Source excerpt
This patch replace phylib API's by phylink API's.

Signed-off-by: Parshuram Thombare <pthombar@cadence.com>
---
 drivers/net/ethernet/cadence/Kconfig     |   2 +-
 drivers/net/ethernet/cadence/macb.h      |   3 +
 drivers/net/ethernet/cadence/macb_main.c | 332 +++++++++++++----------
 3 files changed, 187 insertions(+), 150 deletions(-)

diff --git a/drivers/net/ethernet/cadence/Kconfig b/drivers/net/ethernet/cadence/Kconfig
index f4b3bd85dfe3..53b50c24d9c9 100644
--- a/drivers/net/ethernet/cadence/Kconfig
+++ b/drivers/net/ethernet/cadence/Kconfig
@@ -22,7 +22,7 @@ if NET_VENDOR_CADENCE
 config MACB
 	tristate "Cadence MACB/GEM support"
 	depends on HAS_DMA && COMMON_CLK
-	select PHYLIB
+	select PHYLINK
 	---help---
 	  The Cadence MACB ethernet interface is found on many Atmel AT32 and
 	  AT91 parts.  This driver also supports the Cadence GEM (Gigabit
diff --git a/drivers/net/ethernet/cadence/macb.h b/drivers/net/ethernet/cadence/macb.h
index 03983bd46eef..a4007057b35e 100644
--- a/drivers/net/ethernet/cadence/macb.h
+++ b/drivers/net/ethernet/cadence/macb.h
@@ -11,6 +11,7 @@
 #include <linux/ptp_clock_kernel.h>
 #include <linux/net_tstamp.h>
 #include <linux/interrupt.h>
+#include <linux/phylink.h>
 
 #if defined(CONFIG_ARCH_DMA_ADDR_T_64BIT) || defined(CONFIG_MACB_USE_HWSTAMP)
 #define MACB_EXT_DESC
@@ -1232,6 +1233,8 @@ struct macb {
 	u32	rx_intr_mask;
 
 	struct macb_pm_data pm_data;
+	struct phylink *pl;
+	struct phylink_config pl_config;
 };
 
 #ifdef CONFIG_MACB_USE_HWSTAMP
diff --git a/drivers/net/ethernet/cadence/macb_main.c b/drivers/net/ethernet/cadence/macb_main.c
index 5ca17e62dc3e..ce064eb9252a 100644
--- a/drivers/net/ethernet/cadence/macb_main.c
+++ b/drivers/net/ethernet/cadence/macb_main.c
@@ -36,6 +36,7 @@
 #include <linux/tcp.h>
 #include <linux/iopoll.h>
 #include <linux/pm_runtime.h>
+#include <linux/phylink.h>
 #include "macb.h"
 
 /* This structure is only used for MACB on SiFive FU540 devices */
@@ -433,115 +434,160 @@ static void macb_set_tx_clk(struct clk *clk, int speed, struct net_device *dev)

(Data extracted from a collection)
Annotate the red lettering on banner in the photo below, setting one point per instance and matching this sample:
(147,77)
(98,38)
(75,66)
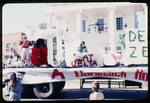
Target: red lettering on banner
(79,63)
(94,63)
(110,74)
(57,73)
(86,57)
(73,63)
(77,74)
(83,62)
(123,74)
(141,76)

Written task
Pick up the Cadence MACB phylink patch at the point where it stops and continue it. This data was taken from a separate source.

Output of the exercise
 		netdev_err(dev, "adjusting tx_clk failed.\n");
 }
 
-static void macb_handle_link_change(struct net_device *dev)
+static void gem_phylink_validate(struct phylink_config *pl_config,
+				 unsigned long *supported,
+				 struct phylink_link_state *state)
 {
-	struct macb *bp = netdev_priv(dev);
-	struct phy_device *phydev = dev->phydev;
+	struct net_device *netdev = to_net_dev(pl_config->dev);
+	struct macb *bp = netdev_priv(netdev);
+	__ETHTOOL_DECLARE_LINK_MODE_MASK(mask) = { 0, };
+
+	switch (state->interface) {
+	case PHY_INTERFACE_MODE_GMII:
+	case PHY_INTERFACE_MODE_RGMII:
+		if (!macb_is_gem(bp))
+			goto empty_set;
+		break;
+	default:
+		break;
+	}
+
+	switch (state->interface) {
+	case PHY_INTERFACE_MODE_GMII:
+	case PHY_INTERFACE_MODE_RGMII:
+		if (bp->caps & MACB_CAPS_GIGABIT_MODE_AVAILABLE) {
+			phylink_set(mask, 1000baseT_Full);
+			phylink_set(mask, 1000baseX_Full);
+			if (!(bp->caps & MACB_CAPS_NO_GIGABIT_HALF))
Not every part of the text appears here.